Stated task: Change "zucchini" to "cucumber" in the lines from the one holding "identify the green" through the one holding "[0, 162, 500, 334]", inclusive. Reproduce those lines with everything else left unchanged.

Recorded data:
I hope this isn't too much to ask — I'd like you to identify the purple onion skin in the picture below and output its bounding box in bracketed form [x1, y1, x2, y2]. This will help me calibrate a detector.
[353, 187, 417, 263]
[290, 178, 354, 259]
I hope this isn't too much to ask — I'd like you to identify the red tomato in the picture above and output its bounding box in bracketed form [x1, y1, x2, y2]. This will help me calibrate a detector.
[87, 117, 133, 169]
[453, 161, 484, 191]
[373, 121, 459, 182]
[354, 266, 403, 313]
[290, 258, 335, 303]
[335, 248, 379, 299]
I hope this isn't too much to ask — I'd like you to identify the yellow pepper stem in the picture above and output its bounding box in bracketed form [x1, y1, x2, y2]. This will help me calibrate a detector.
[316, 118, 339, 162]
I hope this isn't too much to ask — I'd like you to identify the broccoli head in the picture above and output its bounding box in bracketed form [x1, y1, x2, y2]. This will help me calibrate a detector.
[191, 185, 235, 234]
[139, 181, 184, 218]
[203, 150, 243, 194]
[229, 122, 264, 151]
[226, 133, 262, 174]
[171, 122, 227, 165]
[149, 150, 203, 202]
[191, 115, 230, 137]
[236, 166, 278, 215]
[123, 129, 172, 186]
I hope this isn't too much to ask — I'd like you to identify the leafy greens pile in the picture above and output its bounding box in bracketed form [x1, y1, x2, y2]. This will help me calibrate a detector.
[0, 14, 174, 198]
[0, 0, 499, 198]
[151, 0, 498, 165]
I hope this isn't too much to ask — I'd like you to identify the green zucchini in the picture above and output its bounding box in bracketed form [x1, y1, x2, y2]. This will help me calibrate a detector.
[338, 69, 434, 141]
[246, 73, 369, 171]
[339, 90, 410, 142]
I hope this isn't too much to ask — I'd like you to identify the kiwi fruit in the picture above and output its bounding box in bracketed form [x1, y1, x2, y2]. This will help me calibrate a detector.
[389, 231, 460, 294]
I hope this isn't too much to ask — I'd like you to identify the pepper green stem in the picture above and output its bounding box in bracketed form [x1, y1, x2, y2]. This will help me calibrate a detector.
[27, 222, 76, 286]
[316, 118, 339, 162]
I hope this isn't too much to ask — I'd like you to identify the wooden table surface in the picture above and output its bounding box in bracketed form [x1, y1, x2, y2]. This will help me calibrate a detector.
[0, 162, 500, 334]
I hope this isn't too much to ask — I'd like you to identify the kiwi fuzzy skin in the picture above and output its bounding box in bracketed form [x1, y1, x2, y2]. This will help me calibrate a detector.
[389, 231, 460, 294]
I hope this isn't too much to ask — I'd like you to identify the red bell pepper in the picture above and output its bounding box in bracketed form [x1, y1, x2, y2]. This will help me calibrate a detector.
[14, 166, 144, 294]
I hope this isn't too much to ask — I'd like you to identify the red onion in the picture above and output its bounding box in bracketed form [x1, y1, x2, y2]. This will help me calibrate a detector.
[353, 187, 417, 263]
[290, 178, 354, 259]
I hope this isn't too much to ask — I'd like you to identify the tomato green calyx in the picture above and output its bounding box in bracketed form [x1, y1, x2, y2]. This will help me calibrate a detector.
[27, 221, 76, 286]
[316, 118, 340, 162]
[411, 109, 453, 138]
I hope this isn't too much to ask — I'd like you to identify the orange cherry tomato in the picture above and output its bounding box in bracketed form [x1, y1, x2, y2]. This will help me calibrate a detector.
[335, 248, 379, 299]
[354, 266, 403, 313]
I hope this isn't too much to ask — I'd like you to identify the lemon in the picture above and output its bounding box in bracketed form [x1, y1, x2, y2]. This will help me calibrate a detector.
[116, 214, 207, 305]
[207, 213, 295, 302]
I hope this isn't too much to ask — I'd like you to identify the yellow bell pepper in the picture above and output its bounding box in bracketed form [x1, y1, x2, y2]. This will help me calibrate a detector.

Written solution:
I hope this isn't too much to ask — I'd like you to identify the green cucumber in the picture above and output its bounding box in bracketed form [x1, y1, x2, y2]. This will help me calibrate a detector.
[338, 69, 434, 141]
[246, 73, 369, 171]
[339, 90, 410, 142]
I hope this isn't too much to ask — I'd like you to identify the kiwi fruit in the picture above and output its bounding box in bracketed form [x1, y1, x2, y2]. This will help me calibrate a detector.
[389, 231, 460, 294]
I hope this isn't too much to ask — I'd like you to identify the pepper green stem in the picture above and output its bounding box in bracketed form [x1, y1, x2, y2]. This will help me calibrate a detector.
[27, 222, 76, 286]
[316, 118, 339, 162]
I hope this isn't too much to ask — I'd like you to identify the wooden table surface in the picture above and output its bounding box in bracketed form [x1, y1, x2, y2]. This will help me calibrate a detector.
[0, 162, 500, 334]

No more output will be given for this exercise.